On January 14, 1846, he married Caroline Nisbet, a niece of Eugenius A. Nisbet. The couple had four children grow to adulthood: Emma Florence Le Conte, Sarah Elizabeth Le Conte, Caroline Eaton Le Conte, and Joseph Nisbet Le Conte.

During the Civil War Le Conte continued to teach in South Carolina. He also produced medicine and was involved in research and development operations of the Confederate Nitre and Mining Bureau, associated with the Confederate Secret Service. In his autobiography he wrote that he found Reconstruction intolerable. He referred to "a carpet-bag governor, scalawag officials, and a negro legislature controlled by rascals" and stated that the "sudden enfranchisement of the negro without qualification was the greatest political crime ever perpetrated by any people".

Discouraged by unsettled postwar conditions at the University of South Carolina, in 1868 he accepted an offer of a professorship at the newly established University of California. In September 1869, he moved west to Berkeley, California. His older brother John had come to California in April 1869, also to join the faculty of the new university as a professor of physics. Joseph was appointed the first professor of geology and natural history and botany at the university, a post which he held until his death.

He was elected as a member of the American Philosophical Society in 1873.

He published a series of papers on monocular and binocular vision, and also on psychology. His chief contributions, however, related to geology. He described the fissure-eruptions in western America, discoursed on earth-crust movements and their causes and on the great features of the Earth's surface. As separate works he published Elements of Geology (1878, 5th edition 1889); Religion and Science (1874); and Evolution and its Relation to Religious Thought (1888). This last work anticipates in structure and argument Teilhard de Chardin's "Phenomenon of Man".(1955). LeConte endorsed theistic evolution.

==Legacy==

In 1874, he was nominated to the National Academy of Sciences. He was president of the American Association for the Advancement of Science in 1892, and of the Geological Society of America in 1896. Le Conte is also noted for his exploration and preservation of the Sierra Nevada of California, United States. He first visited Yosemite Valley in 1870, where he became friends with John Muir and started exploring the Sierra. He became concerned that resource exploitation (such as sheepherding) would ruin the Sierra, so he co-founded the Sierra Club with Muir and others in 1892. He was a director of the Sierra Club from 1892 through 1898. His son, Joseph Nisbet LeConte, was also a noted professor and Sierra Club member.

He died of a heart attack in Yosemite Valley, California, on July 6, 1901, right before the Sierra Club's first High Trip. The Sierra Club built the LeConte Memorial Lodge in his honor in 1904. The Le Conte Glacier, Le Conte Divide, Le Conte Falls, Le Conte Mountain and Mount Le Conte were named after him. LeConte Hall, which houses the Department of History at the University of Georgia, was named for him and his brother. LeConte College, which houses the Department of Mathematics and Statistics near the Horseshoe at the University of South Carolina, Le Conte Middle School in Hollywood, and Le Conte Avenue in Berkeley also honor the two brothers.

Leconte and fellow Sierra Club founder Stanford President David Starr Jordan were advocates of white supremacy and supporters of the eugenics movement in the United States. In 2016 the Sierra Club renamed LeConte Memorial Lodge the "Yosemite Conservation Heritage Center" after considering LeConte's racist views. The elementary school at 2241 Russell Street in Berkeley was named for Joseph LeConte from 1892 until 2018, when it was renamed due to concerns regarding his views on race.

Another building at UC Berkeley was also renamed, as announced on July 7, 2020, due to the LeConte brothers' support of white supremacy and vigorous white supremacy writings in that regard.

> _Brief_
According to the text on Joseph Le Conte, in what year did he co-found the Sierra Club with Muir and others? The records are separate material with no connection to the text on Joseph Le Conte.

> _Entries shown_

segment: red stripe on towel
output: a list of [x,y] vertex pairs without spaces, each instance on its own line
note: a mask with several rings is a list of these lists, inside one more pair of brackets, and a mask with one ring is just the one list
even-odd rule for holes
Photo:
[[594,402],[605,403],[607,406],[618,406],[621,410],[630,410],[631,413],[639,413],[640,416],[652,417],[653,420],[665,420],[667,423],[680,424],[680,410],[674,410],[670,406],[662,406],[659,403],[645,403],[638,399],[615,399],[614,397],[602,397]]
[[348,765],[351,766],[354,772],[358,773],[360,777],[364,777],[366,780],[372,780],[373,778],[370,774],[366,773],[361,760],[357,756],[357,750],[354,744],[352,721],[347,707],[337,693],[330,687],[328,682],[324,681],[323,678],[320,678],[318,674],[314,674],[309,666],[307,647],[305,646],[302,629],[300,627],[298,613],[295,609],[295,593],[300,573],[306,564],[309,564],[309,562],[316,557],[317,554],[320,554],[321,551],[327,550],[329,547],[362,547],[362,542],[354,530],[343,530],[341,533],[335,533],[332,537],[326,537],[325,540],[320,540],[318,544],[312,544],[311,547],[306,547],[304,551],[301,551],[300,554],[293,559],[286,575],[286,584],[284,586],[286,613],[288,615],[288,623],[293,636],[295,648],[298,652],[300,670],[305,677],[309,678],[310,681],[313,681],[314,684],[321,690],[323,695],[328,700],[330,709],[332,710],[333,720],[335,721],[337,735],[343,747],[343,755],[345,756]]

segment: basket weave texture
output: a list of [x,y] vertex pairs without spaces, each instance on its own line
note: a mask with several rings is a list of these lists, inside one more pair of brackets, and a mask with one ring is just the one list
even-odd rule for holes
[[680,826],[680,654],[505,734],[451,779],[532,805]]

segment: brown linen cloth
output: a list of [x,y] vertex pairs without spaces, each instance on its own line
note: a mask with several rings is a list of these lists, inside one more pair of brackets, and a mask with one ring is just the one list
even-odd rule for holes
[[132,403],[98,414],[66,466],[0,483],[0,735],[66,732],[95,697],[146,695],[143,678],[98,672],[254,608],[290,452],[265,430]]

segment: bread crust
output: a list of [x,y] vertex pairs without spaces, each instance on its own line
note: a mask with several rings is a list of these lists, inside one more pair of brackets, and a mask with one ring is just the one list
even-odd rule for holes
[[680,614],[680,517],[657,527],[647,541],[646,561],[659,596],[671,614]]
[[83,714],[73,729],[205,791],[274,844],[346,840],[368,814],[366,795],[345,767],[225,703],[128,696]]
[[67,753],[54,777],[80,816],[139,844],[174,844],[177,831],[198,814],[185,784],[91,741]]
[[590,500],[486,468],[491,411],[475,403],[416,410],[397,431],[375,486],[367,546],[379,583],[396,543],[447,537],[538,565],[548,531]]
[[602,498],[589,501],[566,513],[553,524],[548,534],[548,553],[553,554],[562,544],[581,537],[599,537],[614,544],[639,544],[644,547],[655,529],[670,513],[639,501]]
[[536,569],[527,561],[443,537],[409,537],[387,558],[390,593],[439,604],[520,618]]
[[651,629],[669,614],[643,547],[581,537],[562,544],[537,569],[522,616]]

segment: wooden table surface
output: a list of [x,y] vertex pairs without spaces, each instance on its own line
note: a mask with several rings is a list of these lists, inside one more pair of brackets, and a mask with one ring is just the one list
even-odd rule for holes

> _Result below_
1892